## What you have to do
The answer must consist of the records, repeated exactly.

## Given records
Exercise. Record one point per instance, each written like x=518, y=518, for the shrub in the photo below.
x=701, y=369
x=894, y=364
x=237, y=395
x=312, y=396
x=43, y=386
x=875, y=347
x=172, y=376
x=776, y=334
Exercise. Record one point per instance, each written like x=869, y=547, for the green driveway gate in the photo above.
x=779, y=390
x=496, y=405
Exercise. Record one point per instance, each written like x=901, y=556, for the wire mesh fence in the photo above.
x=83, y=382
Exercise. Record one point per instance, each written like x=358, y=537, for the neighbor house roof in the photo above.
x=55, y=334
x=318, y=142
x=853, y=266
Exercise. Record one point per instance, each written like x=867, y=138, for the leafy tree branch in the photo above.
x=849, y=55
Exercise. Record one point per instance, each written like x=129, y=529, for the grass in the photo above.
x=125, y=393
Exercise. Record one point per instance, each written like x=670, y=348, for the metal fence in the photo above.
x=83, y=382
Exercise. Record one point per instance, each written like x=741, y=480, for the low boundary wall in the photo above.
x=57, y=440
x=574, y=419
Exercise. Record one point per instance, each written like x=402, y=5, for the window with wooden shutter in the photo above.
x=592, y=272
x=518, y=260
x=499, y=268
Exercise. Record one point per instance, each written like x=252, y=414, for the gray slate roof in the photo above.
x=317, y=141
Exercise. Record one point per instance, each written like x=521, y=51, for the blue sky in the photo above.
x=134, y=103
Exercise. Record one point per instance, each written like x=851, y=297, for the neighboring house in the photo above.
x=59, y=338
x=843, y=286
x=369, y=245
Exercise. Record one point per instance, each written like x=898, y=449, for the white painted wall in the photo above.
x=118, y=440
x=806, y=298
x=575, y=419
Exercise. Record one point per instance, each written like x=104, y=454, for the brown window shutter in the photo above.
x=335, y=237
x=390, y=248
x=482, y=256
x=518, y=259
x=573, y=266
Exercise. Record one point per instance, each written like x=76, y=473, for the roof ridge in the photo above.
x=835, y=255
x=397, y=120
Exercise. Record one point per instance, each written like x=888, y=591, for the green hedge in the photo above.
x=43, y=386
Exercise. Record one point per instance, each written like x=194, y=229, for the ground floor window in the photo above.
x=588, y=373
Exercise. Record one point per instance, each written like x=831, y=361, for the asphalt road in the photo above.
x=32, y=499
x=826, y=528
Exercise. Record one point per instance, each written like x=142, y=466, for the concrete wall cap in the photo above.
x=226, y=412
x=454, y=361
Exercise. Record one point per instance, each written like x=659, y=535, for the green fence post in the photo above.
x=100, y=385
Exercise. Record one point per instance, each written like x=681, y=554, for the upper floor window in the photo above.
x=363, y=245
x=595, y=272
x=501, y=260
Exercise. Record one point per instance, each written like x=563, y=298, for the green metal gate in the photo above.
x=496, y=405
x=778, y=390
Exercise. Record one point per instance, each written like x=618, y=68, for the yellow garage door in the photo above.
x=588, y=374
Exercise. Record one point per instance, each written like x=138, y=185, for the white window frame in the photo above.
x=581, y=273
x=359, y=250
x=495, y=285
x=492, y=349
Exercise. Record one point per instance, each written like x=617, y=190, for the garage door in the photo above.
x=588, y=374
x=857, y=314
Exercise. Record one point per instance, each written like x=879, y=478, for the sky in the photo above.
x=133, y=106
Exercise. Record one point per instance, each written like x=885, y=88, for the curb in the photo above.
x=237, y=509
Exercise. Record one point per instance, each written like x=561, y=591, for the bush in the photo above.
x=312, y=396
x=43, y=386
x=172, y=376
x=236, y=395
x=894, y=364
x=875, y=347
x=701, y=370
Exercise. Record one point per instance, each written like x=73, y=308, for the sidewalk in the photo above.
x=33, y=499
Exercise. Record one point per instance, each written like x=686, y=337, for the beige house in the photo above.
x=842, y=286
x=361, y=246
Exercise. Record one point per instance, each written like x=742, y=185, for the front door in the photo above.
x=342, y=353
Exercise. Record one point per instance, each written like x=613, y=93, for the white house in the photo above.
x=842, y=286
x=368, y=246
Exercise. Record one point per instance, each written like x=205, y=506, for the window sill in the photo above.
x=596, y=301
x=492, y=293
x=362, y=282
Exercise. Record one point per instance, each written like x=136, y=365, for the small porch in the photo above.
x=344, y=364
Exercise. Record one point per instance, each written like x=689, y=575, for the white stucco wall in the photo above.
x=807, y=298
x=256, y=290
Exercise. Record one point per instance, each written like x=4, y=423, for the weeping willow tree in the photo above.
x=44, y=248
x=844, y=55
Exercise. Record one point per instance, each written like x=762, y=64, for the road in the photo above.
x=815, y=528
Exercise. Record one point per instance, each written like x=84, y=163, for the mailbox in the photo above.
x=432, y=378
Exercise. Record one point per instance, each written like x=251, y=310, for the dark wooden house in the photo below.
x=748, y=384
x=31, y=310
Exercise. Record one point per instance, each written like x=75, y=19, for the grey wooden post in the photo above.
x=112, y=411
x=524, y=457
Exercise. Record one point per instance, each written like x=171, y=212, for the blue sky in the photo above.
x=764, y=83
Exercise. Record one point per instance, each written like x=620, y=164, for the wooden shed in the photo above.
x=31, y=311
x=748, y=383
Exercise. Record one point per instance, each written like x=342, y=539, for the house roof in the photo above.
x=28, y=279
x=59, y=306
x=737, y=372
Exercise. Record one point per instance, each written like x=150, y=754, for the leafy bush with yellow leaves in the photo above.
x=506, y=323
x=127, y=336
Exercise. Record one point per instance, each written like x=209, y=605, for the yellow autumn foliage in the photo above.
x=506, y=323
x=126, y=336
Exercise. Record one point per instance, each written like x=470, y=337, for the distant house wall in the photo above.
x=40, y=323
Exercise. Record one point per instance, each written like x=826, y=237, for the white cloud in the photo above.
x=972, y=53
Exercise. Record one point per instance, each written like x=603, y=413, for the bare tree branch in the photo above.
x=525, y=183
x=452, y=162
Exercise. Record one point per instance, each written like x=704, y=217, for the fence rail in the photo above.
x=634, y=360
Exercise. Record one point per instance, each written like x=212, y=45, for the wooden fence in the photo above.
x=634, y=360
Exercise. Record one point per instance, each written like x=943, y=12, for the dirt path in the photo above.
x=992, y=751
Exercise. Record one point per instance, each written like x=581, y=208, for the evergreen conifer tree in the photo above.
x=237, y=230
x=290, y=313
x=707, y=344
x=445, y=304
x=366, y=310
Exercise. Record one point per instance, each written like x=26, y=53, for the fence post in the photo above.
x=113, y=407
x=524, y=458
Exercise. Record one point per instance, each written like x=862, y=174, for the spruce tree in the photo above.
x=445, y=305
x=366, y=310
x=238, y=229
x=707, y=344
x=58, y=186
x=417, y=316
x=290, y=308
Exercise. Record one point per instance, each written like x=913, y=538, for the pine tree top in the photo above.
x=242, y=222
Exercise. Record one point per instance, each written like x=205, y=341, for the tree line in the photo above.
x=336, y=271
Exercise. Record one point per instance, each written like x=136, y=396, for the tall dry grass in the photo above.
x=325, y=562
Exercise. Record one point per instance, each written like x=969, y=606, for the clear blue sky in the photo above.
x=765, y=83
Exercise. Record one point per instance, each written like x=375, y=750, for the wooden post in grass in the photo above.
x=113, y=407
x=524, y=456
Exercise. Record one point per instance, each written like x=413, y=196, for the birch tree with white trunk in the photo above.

## Written reply
Exercise. Record one point per instance, each written like x=518, y=518, for the shrub in the photo below.
x=701, y=369
x=894, y=364
x=237, y=395
x=312, y=396
x=43, y=386
x=875, y=347
x=172, y=376
x=776, y=334
Exercise. Record one point per instance, each written like x=869, y=547, for the green driveway gate in the photo above.
x=779, y=390
x=496, y=405
Exercise. Record one point per instance, each written like x=901, y=556, for the wire mesh fence in the photo above.
x=83, y=382
Exercise. Record one point per instance, each written like x=358, y=537, for the neighbor house roof in the photo above.
x=55, y=334
x=318, y=142
x=853, y=266
Exercise. Record one point per instance, each written like x=867, y=138, for the leafy tree branch in the photo above.
x=849, y=55
Exercise. Record one point per instance, each written like x=129, y=529, for the grass in the photo above.
x=125, y=393
Exercise. Record one point per instance, each written like x=670, y=348, for the metal fence in the photo above.
x=83, y=382
Exercise. Record one point per instance, each written like x=741, y=480, for the low boundary wall in the photo above.
x=57, y=440
x=574, y=419
Exercise. Record one point per instance, each written like x=402, y=5, for the window with wooden shutter in the photo above.
x=592, y=272
x=518, y=260
x=499, y=268
Exercise. Record one point per instance, each written like x=252, y=414, for the gray slate roof in the photo above.
x=317, y=141
Exercise. Record one point per instance, each written like x=521, y=51, for the blue sky in the photo above.
x=134, y=103
Exercise. Record one point per instance, each written like x=851, y=297, for the neighboring house in the photo above.
x=59, y=338
x=843, y=286
x=369, y=245
Exercise. Record one point per instance, each written like x=898, y=449, for the white painted wall in the photo above.
x=118, y=440
x=806, y=298
x=575, y=419
Exercise. Record one point per instance, each written like x=104, y=454, for the brown window shutter in the photo above.
x=335, y=237
x=390, y=248
x=482, y=256
x=518, y=259
x=573, y=266
Exercise. Record one point per instance, each written like x=76, y=473, for the roof ridge in the photo above.
x=835, y=255
x=397, y=120
Exercise. Record one point per instance, each written like x=888, y=591, for the green hedge in the photo above.
x=43, y=386
Exercise. Record one point per instance, each written like x=194, y=229, for the ground floor window in the photo above.
x=588, y=373
Exercise. Record one point per instance, each written like x=831, y=361, for the asphalt road in the photo above.
x=32, y=499
x=826, y=528
Exercise. Record one point per instance, each written like x=142, y=466, for the concrete wall cap in the photo above.
x=226, y=412
x=454, y=361
Exercise. Record one point per instance, each written like x=659, y=535, for the green fence post in the photo above.
x=100, y=385
Exercise. Record one point per instance, each written like x=681, y=554, for the upper floor window in the photo above.
x=363, y=245
x=595, y=272
x=501, y=260
Exercise. Record one point per instance, each written like x=563, y=298, for the green metal gate in the photo above.
x=496, y=405
x=778, y=390
Exercise. Record one point per instance, each written like x=618, y=68, for the yellow garage door in the photo above.
x=588, y=374
Exercise. Record one point per instance, each written like x=138, y=185, for the white window frame in the photo above.
x=581, y=273
x=359, y=250
x=495, y=285
x=492, y=349
Exercise. Record one point per instance, each written like x=617, y=190, for the garage door in the photo above.
x=588, y=374
x=857, y=314
Exercise. Record one point per instance, each written like x=879, y=478, for the sky in the photo above.
x=133, y=106
Exercise. Record one point per instance, each written like x=885, y=88, for the curb in the photo above.
x=237, y=509
Exercise. Record one point per instance, each written like x=561, y=591, for the bush in the photo above.
x=312, y=396
x=43, y=386
x=172, y=376
x=236, y=395
x=894, y=364
x=875, y=347
x=701, y=370
Exercise. Record one point per instance, each written like x=73, y=308, for the sidewalk in the photo above.
x=33, y=499
Exercise. Record one point per instance, each written like x=686, y=337, for the beige house in the photo above.
x=842, y=286
x=361, y=246
Exercise. Record one point per instance, each written like x=742, y=185, for the front door in the photo above.
x=342, y=353
Exercise. Record one point per instance, each written like x=613, y=93, for the white house in the photo above.
x=842, y=286
x=368, y=246
Exercise. Record one point per instance, each written like x=205, y=506, for the window sill in the photo above.
x=596, y=301
x=492, y=293
x=362, y=282
Exercise. Record one point per instance, each written like x=136, y=365, for the small porch in the photo above.
x=344, y=364
Exercise. Record one point per instance, each written like x=689, y=575, for the white stucco wall in the photo above.
x=807, y=298
x=256, y=290
Exercise. Record one point per instance, each written like x=4, y=423, for the weeping willow tree in the photo above.
x=44, y=248
x=844, y=55
Exercise. Record one point per instance, each written like x=762, y=64, for the road in the photo above.
x=815, y=528
Exercise. Record one point per instance, each written like x=84, y=163, for the mailbox in the photo above.
x=432, y=378
Exercise. Record one point per instance, each written like x=251, y=310, for the dark wooden house in the photo below.
x=748, y=384
x=31, y=310
Exercise. Record one point per instance, each written like x=75, y=19, for the grey wooden post in the photo above.
x=112, y=411
x=524, y=457
Exercise. Record one point per instance, each written like x=171, y=212, for the blue sky in the photo above.
x=764, y=83
Exercise. Record one point per instance, each written like x=620, y=164, for the wooden shed in the photo above.
x=31, y=311
x=748, y=383
Exercise. Record one point per instance, each written like x=342, y=539, for the house roof in the photo above.
x=28, y=279
x=59, y=306
x=737, y=372
Exercise. Record one point per instance, each written like x=150, y=754, for the leafy bush with yellow leaves in the photo above.
x=506, y=323
x=127, y=336
Exercise. Record one point per instance, each written like x=209, y=605, for the yellow autumn foliage in the photo above.
x=506, y=323
x=126, y=336
Exercise. Record one point per instance, each written like x=470, y=337, for the distant house wall in the photo above.
x=40, y=323
Exercise. Record one point per instance, each written like x=826, y=237, for the white cloud in the photo above.
x=972, y=53
Exercise. Record one point per instance, each written like x=603, y=413, for the bare tree branch in the photo above.
x=525, y=183
x=452, y=162
Exercise. Record one point per instance, each written like x=704, y=217, for the fence rail in the photo above.
x=634, y=360
Exercise. Record one point per instance, each written like x=212, y=45, for the wooden fence in the photo above.
x=634, y=360
Exercise. Record one point per instance, each written like x=943, y=12, for the dirt path in the photo above.
x=992, y=751
Exercise. Record one point per instance, each written like x=581, y=208, for the evergreen conifer tree in the photo above.
x=237, y=230
x=290, y=313
x=707, y=344
x=445, y=304
x=366, y=310
Exercise. Record one point per instance, each written like x=26, y=53, for the fence post in the photo above.
x=113, y=407
x=524, y=458
Exercise. Record one point per instance, each written like x=862, y=174, for the spruce tree in the photo above.
x=445, y=305
x=366, y=310
x=238, y=229
x=707, y=344
x=58, y=186
x=417, y=316
x=290, y=308
Exercise. Record one point per instance, each written like x=913, y=538, for the pine tree top in the photo above.
x=242, y=222
Exercise. Record one point per instance, each written like x=205, y=341, for the tree line in the photo above.
x=336, y=271
Exercise. Record one point per instance, each written like x=136, y=396, for the tall dry grass in the photo above.
x=325, y=562
Exercise. Record one point per instance, each written like x=969, y=606, for the clear blue sky in the photo above.
x=765, y=83
Exercise. Record one point per instance, each written like x=375, y=750, for the wooden post in grass in the photo above.
x=113, y=407
x=524, y=456
Exercise. Record one point per instance, each written like x=413, y=196, for the birch tree with white trunk in the photo above.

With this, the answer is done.